### Your instructions:
In the text on personal video games, why hasn't the writer played Lackadaisium?

### Text section:
◇ ◇ ◇ ◇ ◇ ◇ ◇

The danger of this scenario is that the act of feeling frustrated is an essential part of the creative process. Before we can find the answer — before we can even know the question — we must be immersed in disappointment, convinced that a solution is beyond our reach. We need to have wrestled with the problem and lost. Because it’s only after we stop searching that an answer may arrive.
Sebastian Janisz designed another game about beating your head against a wall, Lackadaisium, which embodies his struggles with depression and loneliness. "I started making it just to kind of relieve myself, because I was feeling all this emotion, or more like a lack of emotion. I thought maybe making this game would make me feel better. Essentially, what I wanted to try and do was make it so that when you play it, because of the way the game play is designed, you'll start to feel how I felt." Unfortunately, the game only runs on Windows platform, and I'm a Mac user, so I have not yet played this game, but I can certainly relate to struggling with depression and loneliness.
Several insights and connections emerged throughout the interview. Anna's observation that games are about rules reminded me of the pervasiveness and permeability of finite and infinite games that I first discovered via James Carse. Sebastian's observation that he made the game for himself, and Michael's surprise that when others play his hybrid semi-autobiographical game, "some people had more personal experiences than I even had when I was making it", both reflect Carl Rogers' wisdom that what is most personal is most general. The raw vulnerability embodied in these games provide compelling examples of authentic player journeys - vs. trendy and shallow gamification - that Amy Jo Kim has articulated and championed so effectively.
Finally, Anna's closing observation - perhaps elaborated further in her book, Rise of the Videogame Zinesters: How Freaks, Normals, Amateurs, Artists, Dreamers, Drop-outs, Queers, Housewives, and People Like You Are Taking Back an Art Form - that amateur games can be viewed as both an art form and a reaction against the creeping conservatism of the game industry reflects the rise of the do-it-yourself movement, and raises the possibility that game design may provide a compelling channel for following Doug Rushkoff's exhortation to Program or Be Programmed.

◇ ◇ ◇ ◇ ◇ ◇ ◇

### Stored entries:
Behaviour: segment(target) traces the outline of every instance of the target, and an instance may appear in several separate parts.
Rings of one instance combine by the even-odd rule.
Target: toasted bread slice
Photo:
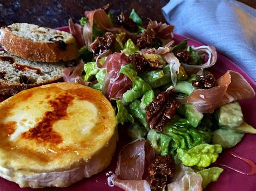
[[[0,53],[0,95],[14,95],[26,89],[62,80],[63,70],[76,61],[36,62],[6,52]]]
[[[68,186],[110,163],[116,122],[99,91],[73,83],[23,91],[0,103],[0,176],[33,188]]]
[[[70,33],[28,23],[15,23],[1,30],[0,43],[17,56],[41,62],[56,62],[78,57],[75,39]]]

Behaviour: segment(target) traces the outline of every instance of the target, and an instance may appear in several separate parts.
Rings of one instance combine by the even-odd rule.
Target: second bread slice
[[[15,23],[1,30],[0,43],[16,55],[33,61],[56,62],[78,56],[70,33],[28,23]]]

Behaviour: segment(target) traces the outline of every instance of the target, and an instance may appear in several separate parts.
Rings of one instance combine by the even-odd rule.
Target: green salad
[[[223,149],[256,133],[238,102],[253,97],[250,85],[231,70],[215,79],[209,69],[217,59],[213,46],[176,41],[173,26],[150,20],[145,27],[134,9],[129,16],[103,9],[85,16],[83,35],[74,35],[82,40],[81,76],[111,101],[118,124],[129,127],[131,140],[146,139],[157,155],[191,168],[201,188],[216,181],[223,169],[210,165]],[[70,26],[74,34],[78,25]]]

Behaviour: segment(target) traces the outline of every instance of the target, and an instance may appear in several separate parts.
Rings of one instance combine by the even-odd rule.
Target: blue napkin
[[[231,0],[172,0],[162,11],[175,32],[214,46],[256,81],[256,10]]]

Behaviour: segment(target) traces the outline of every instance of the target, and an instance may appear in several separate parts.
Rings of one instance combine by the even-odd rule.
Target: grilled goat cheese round
[[[83,85],[22,91],[0,114],[0,176],[21,187],[68,186],[106,167],[116,149],[112,105]]]

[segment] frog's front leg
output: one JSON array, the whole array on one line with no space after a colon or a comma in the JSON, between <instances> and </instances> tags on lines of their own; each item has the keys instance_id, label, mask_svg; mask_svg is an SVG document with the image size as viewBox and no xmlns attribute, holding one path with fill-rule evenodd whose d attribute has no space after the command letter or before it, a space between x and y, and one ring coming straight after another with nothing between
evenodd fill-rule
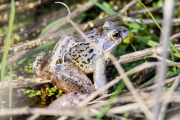
<instances>
[{"instance_id":1,"label":"frog's front leg","mask_svg":"<svg viewBox=\"0 0 180 120\"><path fill-rule=\"evenodd\" d=\"M102 57L99 57L96 61L93 78L96 90L100 89L107 83L106 62ZM104 93L107 93L107 91L105 91Z\"/></svg>"},{"instance_id":2,"label":"frog's front leg","mask_svg":"<svg viewBox=\"0 0 180 120\"><path fill-rule=\"evenodd\" d=\"M48 60L48 54L45 52L41 52L36 56L36 59L33 63L33 72L37 75L37 76L41 76L42 75L42 71L44 69L44 66L46 65Z\"/></svg>"}]
</instances>

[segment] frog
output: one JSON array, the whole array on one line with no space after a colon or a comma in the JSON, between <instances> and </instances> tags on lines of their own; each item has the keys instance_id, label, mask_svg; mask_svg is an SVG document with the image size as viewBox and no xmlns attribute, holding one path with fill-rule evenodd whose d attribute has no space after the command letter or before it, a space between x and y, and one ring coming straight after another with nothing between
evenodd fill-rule
<instances>
[{"instance_id":1,"label":"frog","mask_svg":"<svg viewBox=\"0 0 180 120\"><path fill-rule=\"evenodd\" d=\"M107 83L108 56L127 37L128 32L126 27L106 21L102 27L85 33L90 42L80 35L64 35L52 52L37 55L33 71L39 77L51 79L59 89L69 93L67 97L74 96L77 91L80 92L78 96L88 96ZM94 84L86 74L93 74Z\"/></svg>"}]
</instances>

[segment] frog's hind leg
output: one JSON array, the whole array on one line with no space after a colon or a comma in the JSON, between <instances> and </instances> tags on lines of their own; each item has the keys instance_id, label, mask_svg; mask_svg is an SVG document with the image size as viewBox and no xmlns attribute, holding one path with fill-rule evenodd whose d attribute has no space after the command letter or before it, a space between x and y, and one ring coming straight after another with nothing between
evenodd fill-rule
<instances>
[{"instance_id":1,"label":"frog's hind leg","mask_svg":"<svg viewBox=\"0 0 180 120\"><path fill-rule=\"evenodd\" d=\"M93 78L96 90L102 88L107 83L106 62L102 57L99 57L96 61ZM107 93L107 91L104 93Z\"/></svg>"},{"instance_id":2,"label":"frog's hind leg","mask_svg":"<svg viewBox=\"0 0 180 120\"><path fill-rule=\"evenodd\" d=\"M33 63L33 72L37 76L41 76L41 72L42 72L45 64L47 63L47 59L48 59L48 53L41 52L37 55L37 57Z\"/></svg>"}]
</instances>

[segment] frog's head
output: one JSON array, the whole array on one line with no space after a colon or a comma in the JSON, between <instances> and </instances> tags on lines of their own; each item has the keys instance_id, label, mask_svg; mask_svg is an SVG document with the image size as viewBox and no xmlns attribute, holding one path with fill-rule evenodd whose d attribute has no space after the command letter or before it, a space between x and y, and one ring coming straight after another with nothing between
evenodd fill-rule
<instances>
[{"instance_id":1,"label":"frog's head","mask_svg":"<svg viewBox=\"0 0 180 120\"><path fill-rule=\"evenodd\" d=\"M107 37L113 41L117 41L119 39L124 40L129 33L127 28L124 26L117 26L112 21L106 21L103 25L103 28L107 30Z\"/></svg>"},{"instance_id":2,"label":"frog's head","mask_svg":"<svg viewBox=\"0 0 180 120\"><path fill-rule=\"evenodd\" d=\"M129 31L124 26L117 26L112 21L106 21L103 25L104 49L113 52L116 47L127 37Z\"/></svg>"}]
</instances>

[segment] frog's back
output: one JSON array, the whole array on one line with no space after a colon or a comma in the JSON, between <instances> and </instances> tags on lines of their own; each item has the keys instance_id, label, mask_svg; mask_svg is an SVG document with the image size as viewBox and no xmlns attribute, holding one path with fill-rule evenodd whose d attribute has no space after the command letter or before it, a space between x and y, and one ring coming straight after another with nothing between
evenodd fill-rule
<instances>
[{"instance_id":1,"label":"frog's back","mask_svg":"<svg viewBox=\"0 0 180 120\"><path fill-rule=\"evenodd\" d=\"M100 51L90 45L90 43L79 43L69 49L67 59L76 64L86 74L93 73Z\"/></svg>"}]
</instances>

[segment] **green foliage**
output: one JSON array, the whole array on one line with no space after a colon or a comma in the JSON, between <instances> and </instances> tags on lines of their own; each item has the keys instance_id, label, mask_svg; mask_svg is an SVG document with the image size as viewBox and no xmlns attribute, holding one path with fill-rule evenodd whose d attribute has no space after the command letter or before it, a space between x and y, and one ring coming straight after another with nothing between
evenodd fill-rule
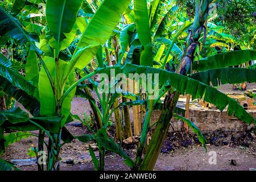
<instances>
[{"instance_id":1,"label":"green foliage","mask_svg":"<svg viewBox=\"0 0 256 182\"><path fill-rule=\"evenodd\" d=\"M204 148L205 149L205 151L207 152L207 148L206 147L206 145L205 145L205 144L207 143L207 140L205 139L205 138L204 138L204 135L201 133L200 130L194 124L194 123L193 123L189 119L188 119L187 118L184 118L184 117L183 117L182 116L178 115L175 115L175 114L174 114L174 117L176 119L181 119L185 123L187 123L187 125L188 125L188 126L189 127L192 129L192 130L193 130L193 132L195 133L197 135L197 137L198 137L198 139L199 140L199 142L200 142L201 143L203 144L203 146L204 146Z\"/></svg>"},{"instance_id":2,"label":"green foliage","mask_svg":"<svg viewBox=\"0 0 256 182\"><path fill-rule=\"evenodd\" d=\"M255 82L256 70L241 68L227 68L209 69L191 75L191 78L214 86L225 84Z\"/></svg>"},{"instance_id":3,"label":"green foliage","mask_svg":"<svg viewBox=\"0 0 256 182\"><path fill-rule=\"evenodd\" d=\"M193 62L193 69L204 71L235 66L256 59L256 51L235 51L218 53Z\"/></svg>"},{"instance_id":4,"label":"green foliage","mask_svg":"<svg viewBox=\"0 0 256 182\"><path fill-rule=\"evenodd\" d=\"M229 98L216 89L194 79L164 70L131 64L126 64L124 66L115 66L99 69L97 72L99 73L105 73L109 76L111 69L115 69L115 74L118 73L124 74L159 73L159 84L160 85L172 86L180 92L181 94L184 94L185 93L190 94L193 98L204 98L205 101L214 104L221 111L222 111L228 105L227 111L229 115L234 114L236 117L248 123L255 122L255 119L247 113L236 101Z\"/></svg>"}]
</instances>

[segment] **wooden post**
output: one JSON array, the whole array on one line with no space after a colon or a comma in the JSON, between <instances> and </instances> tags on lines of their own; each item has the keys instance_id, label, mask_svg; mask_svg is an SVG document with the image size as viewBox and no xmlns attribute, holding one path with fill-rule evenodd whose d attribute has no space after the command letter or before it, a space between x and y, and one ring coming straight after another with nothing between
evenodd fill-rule
<instances>
[{"instance_id":1,"label":"wooden post","mask_svg":"<svg viewBox=\"0 0 256 182\"><path fill-rule=\"evenodd\" d=\"M186 100L186 111L185 112L185 118L188 119L189 117L189 101L190 101L190 95L187 94L187 100ZM187 133L188 132L188 126L186 123L184 123L184 127Z\"/></svg>"}]
</instances>

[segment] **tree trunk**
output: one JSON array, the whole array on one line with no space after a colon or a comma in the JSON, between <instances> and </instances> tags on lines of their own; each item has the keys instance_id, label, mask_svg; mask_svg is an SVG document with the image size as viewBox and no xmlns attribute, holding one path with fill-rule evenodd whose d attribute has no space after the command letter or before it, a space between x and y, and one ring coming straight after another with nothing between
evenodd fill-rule
<instances>
[{"instance_id":1,"label":"tree trunk","mask_svg":"<svg viewBox=\"0 0 256 182\"><path fill-rule=\"evenodd\" d=\"M209 5L211 0L197 1L196 3L196 15L192 26L192 35L189 34L187 48L181 58L176 73L187 75L191 69L192 62L194 59L195 52L198 44L201 33L204 30L204 24L207 20ZM170 126L173 111L179 99L180 93L172 92L167 94L164 100L162 112L152 136L148 148L144 155L139 170L153 170L160 152L163 140Z\"/></svg>"}]
</instances>

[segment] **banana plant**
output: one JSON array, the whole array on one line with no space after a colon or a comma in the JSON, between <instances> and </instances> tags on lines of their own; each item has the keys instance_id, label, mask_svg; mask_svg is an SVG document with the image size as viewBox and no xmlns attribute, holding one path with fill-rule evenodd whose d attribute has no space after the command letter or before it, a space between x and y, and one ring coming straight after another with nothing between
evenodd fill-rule
<instances>
[{"instance_id":1,"label":"banana plant","mask_svg":"<svg viewBox=\"0 0 256 182\"><path fill-rule=\"evenodd\" d=\"M17 3L13 10L14 14L11 15L0 7L1 39L3 38L2 40L5 40L11 37L15 42L26 44L28 49L25 77L13 68L9 60L0 55L0 89L18 100L32 115L30 117L17 108L0 111L0 146L6 146L5 128L22 131L39 130L39 148L40 146L40 148L43 150L44 134L49 136L47 145L47 170L59 169L61 140L65 143L74 139L83 142L92 140L97 144L99 160L89 148L96 170L104 169L106 150L119 154L133 170L152 170L172 116L185 122L205 147L206 140L202 133L192 122L181 115L184 111L176 106L180 94L189 94L193 98L203 98L215 105L221 111L228 106L229 115L234 115L249 124L255 123L255 118L236 101L212 85L256 82L254 69L229 68L255 59L255 51L241 50L204 58L199 52L197 59L195 60L197 49L200 49L200 41L205 41L206 23L210 2L210 0L196 0L193 23L183 20L182 23L175 23L172 20L170 26L168 21L174 17L173 15L177 7L170 4L166 10L164 1L152 1L148 10L146 0L134 0L133 9L132 6L129 6L130 1L128 0L105 0L98 7L97 3L89 4L80 0L75 2L71 0L48 0L46 22L44 24L41 24L43 28L37 31L42 32L39 35L30 32L31 28L25 30L23 24L12 16L21 10ZM126 13L127 11L129 13ZM123 26L119 32L117 25L123 12L125 13L123 16L129 24ZM77 14L89 18L77 18ZM159 14L161 15L160 19ZM81 34L77 38L79 31ZM113 36L113 39L117 40L118 34L120 46L108 47L109 38ZM188 35L187 38L184 35ZM184 40L185 45L179 46ZM74 44L76 45L73 46ZM106 51L105 55L102 45ZM117 49L118 47L120 51ZM114 52L118 61L113 67L109 67L109 48L110 51ZM94 57L98 68L89 71L86 67L92 63ZM171 59L175 59L179 63L175 72L168 69L166 70L167 64ZM156 65L156 62L159 65ZM126 76L130 73L145 73L147 77L148 74L158 74L159 82L152 83L160 86L158 97L150 99L148 93L146 100L142 100L133 93L110 94L109 92L101 94L98 90L98 84L93 80L92 76L105 73L109 77L113 69L116 74L122 73ZM79 80L76 81L75 69L80 75ZM197 72L193 73L193 71ZM86 80L96 92L100 108L95 99L88 94L88 88L80 85L84 84ZM115 81L110 83L109 88L119 83L118 80ZM92 135L73 136L65 127L75 117L70 114L70 109L75 94L88 98L94 115L97 116L97 131L93 131ZM125 100L119 105L115 104L118 97L127 97L130 99L131 95L132 101ZM162 96L165 96L163 104L159 102ZM133 161L109 135L107 123L115 110L121 106L139 105L144 105L146 111L137 155ZM152 111L158 108L162 110L162 113L157 122L151 124ZM151 140L146 147L148 131L153 126L155 127ZM39 167L39 168L42 168Z\"/></svg>"},{"instance_id":2,"label":"banana plant","mask_svg":"<svg viewBox=\"0 0 256 182\"><path fill-rule=\"evenodd\" d=\"M5 92L16 98L34 114L32 118L20 117L20 120L15 122L10 119L11 117L4 117L1 120L1 128L11 127L26 131L39 129L47 134L49 138L47 146L47 170L59 169L61 139L65 142L70 141L72 138L64 125L72 121L69 111L76 88L93 75L93 73L86 74L76 82L74 69L82 69L89 63L111 35L118 23L120 15L130 3L130 1L104 1L89 23L84 28L73 56L67 61L64 61L60 59L60 55L76 34L77 14L82 2L81 0L75 2L68 0L47 1L46 26L49 31L47 32L46 41L44 42L44 39L41 41L52 50L53 53L50 54L50 56L44 55L44 52L36 46L35 42L39 42L38 36L28 32L16 19L2 8L0 9L1 28L5 27L4 31L1 32L1 36L3 35L3 36L11 37L20 43L27 44L30 48L26 65L27 79L14 70L9 60L5 59L0 64L1 76L3 78L0 85ZM115 9L114 12L112 11L113 7ZM102 17L104 17L104 21ZM97 31L98 34L96 34ZM38 66L39 63L40 67ZM18 89L10 89L11 88ZM19 100L19 96L22 96L21 100ZM33 101L30 103L30 101ZM1 114L6 115L3 111L1 111ZM11 115L13 117L13 115ZM103 122L104 120L102 121ZM40 140L43 141L43 138ZM104 156L105 148L109 149L111 147L103 144L102 146L101 152ZM104 157L101 159L102 163L104 160Z\"/></svg>"}]
</instances>

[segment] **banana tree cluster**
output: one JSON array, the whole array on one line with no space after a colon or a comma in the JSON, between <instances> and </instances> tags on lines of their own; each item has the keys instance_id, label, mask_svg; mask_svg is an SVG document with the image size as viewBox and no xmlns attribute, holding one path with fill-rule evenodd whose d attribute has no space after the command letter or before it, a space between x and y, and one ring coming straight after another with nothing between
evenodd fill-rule
<instances>
[{"instance_id":1,"label":"banana tree cluster","mask_svg":"<svg viewBox=\"0 0 256 182\"><path fill-rule=\"evenodd\" d=\"M0 91L15 98L27 110L15 107L0 111L0 154L16 140L37 136L35 152L44 147L47 150L46 169L59 170L61 147L79 139L97 143L99 159L89 148L96 170L104 169L106 150L119 155L131 169L152 170L172 117L183 119L206 148L203 134L183 117L182 109L176 107L180 95L185 94L203 98L221 111L228 106L230 115L255 123L255 118L236 101L214 86L256 82L255 69L232 67L256 59L256 52L240 50L200 56L207 35L219 34L219 27L207 22L211 1L196 1L193 21L179 15L179 7L171 1L163 0L150 3L104 0L100 4L82 0L15 1L10 10L7 5L0 6L0 43L8 47L8 39L11 39L27 51L22 69L25 76L9 57L0 54ZM45 10L34 9L39 3ZM101 93L93 76L104 73L111 77L113 69L115 74L127 76L158 74L158 82L152 82L159 85L158 97L150 99L148 93L144 96ZM119 81L110 82L109 88ZM91 134L74 136L65 127L73 119L80 119L70 113L75 96L89 102L96 126L95 130L89 129ZM162 97L165 97L163 104ZM132 138L129 106L133 106L134 115L134 135L140 136L134 160L108 132L108 123L114 113L115 140L122 142L126 136ZM162 113L152 124L152 113L158 108ZM138 117L143 109L144 114ZM125 131L122 125L125 125ZM4 134L7 129L20 131ZM39 131L38 135L28 132L35 130ZM152 135L147 146L150 131ZM11 141L14 137L15 139ZM2 159L0 165L17 169ZM38 169L44 170L43 164L38 164Z\"/></svg>"}]
</instances>

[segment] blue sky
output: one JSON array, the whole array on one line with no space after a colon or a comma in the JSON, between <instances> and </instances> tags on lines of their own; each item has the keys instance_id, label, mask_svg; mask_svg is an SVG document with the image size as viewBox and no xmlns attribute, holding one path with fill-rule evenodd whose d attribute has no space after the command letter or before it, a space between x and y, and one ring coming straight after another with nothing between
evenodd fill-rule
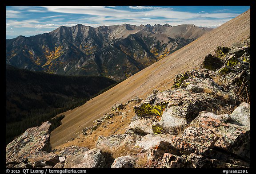
<instances>
[{"instance_id":1,"label":"blue sky","mask_svg":"<svg viewBox=\"0 0 256 174\"><path fill-rule=\"evenodd\" d=\"M6 39L48 33L77 24L97 27L193 24L216 28L250 8L240 6L6 6Z\"/></svg>"}]
</instances>

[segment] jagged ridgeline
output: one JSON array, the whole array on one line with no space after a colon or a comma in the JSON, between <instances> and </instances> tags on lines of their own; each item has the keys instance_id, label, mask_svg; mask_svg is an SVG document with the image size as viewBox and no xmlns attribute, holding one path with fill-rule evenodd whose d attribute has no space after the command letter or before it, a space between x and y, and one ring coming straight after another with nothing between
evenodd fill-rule
<instances>
[{"instance_id":1,"label":"jagged ridgeline","mask_svg":"<svg viewBox=\"0 0 256 174\"><path fill-rule=\"evenodd\" d=\"M169 89L154 90L143 100L136 97L115 104L64 146L51 149L48 121L28 129L6 146L6 167L247 172L251 161L250 40L218 47L215 54L205 57L200 70L177 74ZM217 61L220 67L215 66Z\"/></svg>"},{"instance_id":2,"label":"jagged ridgeline","mask_svg":"<svg viewBox=\"0 0 256 174\"><path fill-rule=\"evenodd\" d=\"M6 63L58 74L124 80L212 29L194 25L61 26L6 40Z\"/></svg>"},{"instance_id":3,"label":"jagged ridgeline","mask_svg":"<svg viewBox=\"0 0 256 174\"><path fill-rule=\"evenodd\" d=\"M6 143L28 128L84 104L116 83L103 77L58 75L7 66Z\"/></svg>"}]
</instances>

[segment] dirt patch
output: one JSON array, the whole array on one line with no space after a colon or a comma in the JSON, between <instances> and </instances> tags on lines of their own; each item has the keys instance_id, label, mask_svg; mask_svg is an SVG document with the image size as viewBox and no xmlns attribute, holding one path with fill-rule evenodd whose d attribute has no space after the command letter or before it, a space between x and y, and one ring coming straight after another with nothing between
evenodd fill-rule
<instances>
[{"instance_id":1,"label":"dirt patch","mask_svg":"<svg viewBox=\"0 0 256 174\"><path fill-rule=\"evenodd\" d=\"M176 74L197 70L216 46L231 46L250 35L250 11L206 33L166 58L145 68L84 104L62 113L62 124L51 133L53 149L77 137L82 129L108 112L116 103L125 103L135 96L144 99L154 89L170 88Z\"/></svg>"}]
</instances>

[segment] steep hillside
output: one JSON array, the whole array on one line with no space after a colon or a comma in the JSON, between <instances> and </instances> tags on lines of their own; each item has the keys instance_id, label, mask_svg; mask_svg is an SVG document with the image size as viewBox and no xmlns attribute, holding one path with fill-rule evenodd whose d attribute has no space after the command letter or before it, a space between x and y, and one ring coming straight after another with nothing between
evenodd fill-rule
<instances>
[{"instance_id":1,"label":"steep hillside","mask_svg":"<svg viewBox=\"0 0 256 174\"><path fill-rule=\"evenodd\" d=\"M230 46L234 42L243 42L250 35L250 15L249 10L83 105L65 112L62 124L51 133L52 148L77 137L115 104L125 103L136 96L144 99L154 89L170 88L176 74L198 69L205 56L213 54L216 46Z\"/></svg>"},{"instance_id":2,"label":"steep hillside","mask_svg":"<svg viewBox=\"0 0 256 174\"><path fill-rule=\"evenodd\" d=\"M61 26L48 33L6 40L6 63L32 70L120 81L212 29L194 25Z\"/></svg>"},{"instance_id":3,"label":"steep hillside","mask_svg":"<svg viewBox=\"0 0 256 174\"><path fill-rule=\"evenodd\" d=\"M5 73L6 143L116 83L103 77L61 76L9 66Z\"/></svg>"}]
</instances>

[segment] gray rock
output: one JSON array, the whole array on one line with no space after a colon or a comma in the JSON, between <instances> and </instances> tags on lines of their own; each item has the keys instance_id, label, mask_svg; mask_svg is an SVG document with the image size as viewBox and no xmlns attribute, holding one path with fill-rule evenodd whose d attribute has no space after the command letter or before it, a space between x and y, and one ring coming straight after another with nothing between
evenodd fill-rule
<instances>
[{"instance_id":1,"label":"gray rock","mask_svg":"<svg viewBox=\"0 0 256 174\"><path fill-rule=\"evenodd\" d=\"M65 161L64 168L105 168L106 162L102 151L93 149L76 155L70 155Z\"/></svg>"},{"instance_id":2,"label":"gray rock","mask_svg":"<svg viewBox=\"0 0 256 174\"><path fill-rule=\"evenodd\" d=\"M112 168L130 168L135 166L135 159L130 155L119 157L115 159Z\"/></svg>"},{"instance_id":3,"label":"gray rock","mask_svg":"<svg viewBox=\"0 0 256 174\"><path fill-rule=\"evenodd\" d=\"M50 126L51 123L47 121L40 126L29 128L8 144L5 147L6 167L25 161L28 157L38 151L49 151Z\"/></svg>"},{"instance_id":4,"label":"gray rock","mask_svg":"<svg viewBox=\"0 0 256 174\"><path fill-rule=\"evenodd\" d=\"M63 148L60 152L60 156L76 155L88 150L89 149L85 147L80 147L77 146L70 146Z\"/></svg>"},{"instance_id":5,"label":"gray rock","mask_svg":"<svg viewBox=\"0 0 256 174\"><path fill-rule=\"evenodd\" d=\"M126 134L112 135L108 137L99 136L96 147L100 149L117 147L123 142L126 136Z\"/></svg>"},{"instance_id":6,"label":"gray rock","mask_svg":"<svg viewBox=\"0 0 256 174\"><path fill-rule=\"evenodd\" d=\"M51 166L52 168L60 161L56 154L40 151L29 157L28 162L34 168L41 168L48 166Z\"/></svg>"},{"instance_id":7,"label":"gray rock","mask_svg":"<svg viewBox=\"0 0 256 174\"><path fill-rule=\"evenodd\" d=\"M154 117L154 116L149 116L136 120L131 123L128 128L141 135L153 134L152 126L156 120Z\"/></svg>"},{"instance_id":8,"label":"gray rock","mask_svg":"<svg viewBox=\"0 0 256 174\"><path fill-rule=\"evenodd\" d=\"M250 105L243 102L235 109L231 114L230 122L250 128L251 126Z\"/></svg>"}]
</instances>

◇ ◇ ◇ ◇ ◇ ◇ ◇

### Finished exercise:
The game runs only on Windows, and the writer uses a Mac.